## [REQUIRED WORK]
Reproduce the lines below with every instance of "comes back as" changed to "is returned as", leaving everything else as it stands. Leave the pictures out of your version.
--------------------
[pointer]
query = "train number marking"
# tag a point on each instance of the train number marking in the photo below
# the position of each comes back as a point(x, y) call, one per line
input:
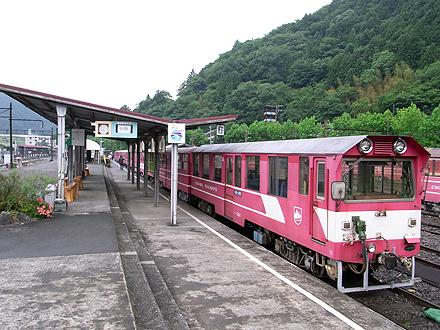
point(297, 215)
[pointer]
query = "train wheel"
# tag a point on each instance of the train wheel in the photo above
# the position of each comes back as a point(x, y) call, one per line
point(283, 250)
point(210, 209)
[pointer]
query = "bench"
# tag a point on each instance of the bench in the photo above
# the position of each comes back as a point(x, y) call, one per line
point(78, 180)
point(71, 191)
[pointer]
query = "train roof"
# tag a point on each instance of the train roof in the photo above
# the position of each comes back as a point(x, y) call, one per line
point(326, 146)
point(435, 152)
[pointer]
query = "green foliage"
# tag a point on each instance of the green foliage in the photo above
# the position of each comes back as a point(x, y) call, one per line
point(236, 133)
point(308, 128)
point(21, 193)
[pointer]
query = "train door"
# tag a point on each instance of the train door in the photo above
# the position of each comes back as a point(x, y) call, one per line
point(229, 189)
point(319, 200)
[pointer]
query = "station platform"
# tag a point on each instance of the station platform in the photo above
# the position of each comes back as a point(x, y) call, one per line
point(113, 261)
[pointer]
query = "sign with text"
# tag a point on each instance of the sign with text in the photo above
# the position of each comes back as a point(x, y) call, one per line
point(176, 133)
point(116, 129)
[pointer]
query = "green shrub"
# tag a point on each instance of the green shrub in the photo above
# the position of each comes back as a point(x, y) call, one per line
point(24, 193)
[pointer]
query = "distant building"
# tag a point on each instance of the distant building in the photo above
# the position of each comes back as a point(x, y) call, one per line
point(25, 139)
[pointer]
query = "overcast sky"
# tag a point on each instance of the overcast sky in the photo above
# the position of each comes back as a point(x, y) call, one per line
point(117, 52)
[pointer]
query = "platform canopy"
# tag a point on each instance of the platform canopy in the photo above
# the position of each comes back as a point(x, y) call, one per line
point(82, 115)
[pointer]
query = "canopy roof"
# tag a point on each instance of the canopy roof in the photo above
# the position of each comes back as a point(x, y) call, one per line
point(82, 114)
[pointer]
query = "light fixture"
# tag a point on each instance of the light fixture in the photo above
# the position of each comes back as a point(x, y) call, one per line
point(399, 146)
point(365, 146)
point(412, 222)
point(371, 247)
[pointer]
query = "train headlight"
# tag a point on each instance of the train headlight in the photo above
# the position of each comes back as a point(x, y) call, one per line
point(371, 247)
point(365, 146)
point(399, 146)
point(412, 222)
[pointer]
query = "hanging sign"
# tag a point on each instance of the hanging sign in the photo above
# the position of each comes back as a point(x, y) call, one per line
point(116, 129)
point(176, 133)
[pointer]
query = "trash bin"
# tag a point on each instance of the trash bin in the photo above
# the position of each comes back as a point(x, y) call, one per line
point(51, 193)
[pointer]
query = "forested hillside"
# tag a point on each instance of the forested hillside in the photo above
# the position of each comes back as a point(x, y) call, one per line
point(350, 57)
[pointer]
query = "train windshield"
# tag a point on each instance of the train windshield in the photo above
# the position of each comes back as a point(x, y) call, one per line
point(378, 179)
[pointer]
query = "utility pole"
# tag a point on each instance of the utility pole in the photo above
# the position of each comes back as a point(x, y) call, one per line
point(10, 136)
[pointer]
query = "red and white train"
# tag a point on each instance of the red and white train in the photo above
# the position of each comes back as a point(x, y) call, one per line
point(347, 207)
point(431, 197)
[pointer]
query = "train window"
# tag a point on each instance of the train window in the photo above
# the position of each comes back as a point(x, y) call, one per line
point(303, 175)
point(185, 162)
point(229, 170)
point(253, 172)
point(436, 168)
point(217, 168)
point(196, 165)
point(378, 179)
point(205, 166)
point(320, 180)
point(278, 176)
point(238, 171)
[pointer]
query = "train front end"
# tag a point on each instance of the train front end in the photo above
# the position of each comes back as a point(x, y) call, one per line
point(376, 213)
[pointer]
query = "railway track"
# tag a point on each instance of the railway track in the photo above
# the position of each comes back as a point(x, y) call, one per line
point(402, 306)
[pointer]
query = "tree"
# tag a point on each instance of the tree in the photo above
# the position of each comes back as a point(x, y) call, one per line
--------------------
## [RESULT BELOW]
[pointer]
query = "train number marking"
# tag a point on each instance of the train number marking in the photo below
# the position of each is returned as a point(x, y) call, one per line
input:
point(297, 215)
[pointer]
query = "train wheel"
# tag a point on each instance of the train wheel in the photo above
# the position of each is returned as a point(x, y) call, one per line
point(283, 250)
point(210, 209)
[pointer]
query = "bench"
# tag a point on each instance of the bench in the photo above
# the position of each is returned as a point(x, y) call, one per line
point(78, 180)
point(71, 191)
[pointer]
query = "train roof"
# tag a point on each instance of the train roof in the photo above
# the position of each is returned as a point(x, y) call, one per line
point(326, 146)
point(435, 152)
[pointer]
query = "green foliage"
# tag a point on each instance of the green foliage in the photo above
# the position of each is returned as a point(x, y) call, one per line
point(236, 133)
point(308, 128)
point(21, 193)
[pointer]
query = "train door"
# tag a point on each instance of the train door in the photo above
# the position of each is returned as a point(x, y) call, one per line
point(229, 189)
point(319, 200)
[pointer]
query = "station platform"
# tag a point on each instance of the station platform in the photo above
# the position of each is returned as a point(x, y) call, one per line
point(113, 261)
[pointer]
query = "sign with text"
# tag a point on each instance of the sign with text in the photo above
# the position of each is returned as a point(x, y) call, one per line
point(176, 133)
point(116, 129)
[pointer]
query = "green shrub"
# tag a point on each instance of the green shrub in the photo above
# the position of each is returned as a point(x, y) call, one per line
point(24, 193)
[pointer]
query = "distant building"
# tag a point on each instance of the distant building in the photo above
# the position of each is returned as a point(x, y) call, one per line
point(25, 139)
[pointer]
query = "overcast sky"
# tag a point on each instance of the overcast sky in the photo above
# the position of each is returned as a point(x, y) call, one per line
point(117, 52)
[pointer]
query = "platform canopy"
# tag a point on each instance of the platform canopy in the photo above
# the position of each is returned as a point(x, y) call, one per line
point(82, 115)
[pointer]
query = "canopy roof"
# tag a point on each instance of the canopy roof in the photo above
# the position of each is returned as a point(x, y) call, one per line
point(82, 114)
[pointer]
query = "light fixture"
# tag a point on each instance of the light fixture in the photo above
# the position of each is returned as a point(x, y) call, one per line
point(399, 146)
point(365, 146)
point(412, 222)
point(371, 247)
[pointer]
query = "train headlight"
# tag a point on each instance of the train headlight in the photo above
# the position of each is returned as a point(x, y) call, one per line
point(371, 247)
point(365, 146)
point(399, 146)
point(412, 222)
[pointer]
query = "hanging sign"
# tag a point on each instance of the hanging sign in the photo above
# the position of each is returned as a point(x, y) call, one per line
point(116, 129)
point(176, 133)
[pointer]
query = "trash bin"
# tag a point on each instance of the trash bin in the photo above
# the position of each is returned as a point(x, y) call, one per line
point(51, 193)
[pointer]
query = "forested hillside"
# tag a point on each instance of the forested hillside in the photo above
# the position of each is returned as a point(x, y) call, one per line
point(350, 57)
[pointer]
query = "train windshield"
# tag a point on each instance of the train windshield in the photo above
# the position of each is returned as a point(x, y) call, one per line
point(378, 179)
[pointer]
query = "utility pole"
# tag a point on each instance of the utility pole in the photo above
# the position of each is returned as a point(x, y) call, one per line
point(10, 136)
[pointer]
query = "red and white train"
# tag a point on each instance of the red and white train in the photo above
# the position of each is returned as a point(x, y) call, one per line
point(347, 207)
point(431, 197)
[pointer]
query = "train window"
# tag a point on each instance of the train window in the photo above
# the position of each is returned as a point(x, y) call, one per line
point(303, 175)
point(185, 162)
point(229, 170)
point(253, 172)
point(436, 168)
point(217, 168)
point(196, 165)
point(378, 179)
point(205, 166)
point(320, 180)
point(278, 176)
point(238, 171)
[pointer]
query = "train front end"
# tag a point on each instance of the train front end in the photo above
# the position of each is returned as a point(x, y) call, one per line
point(376, 213)
[pointer]
query = "railway track"
# tag a point on each instance of the railway track in the photo above
# the position of each is returned as a point(x, y) call, one per line
point(402, 306)
[pointer]
query = "tree"
# tag a point on each instance of the tree in the photo above
# the position of each is returned as a point(x, y) call, one per line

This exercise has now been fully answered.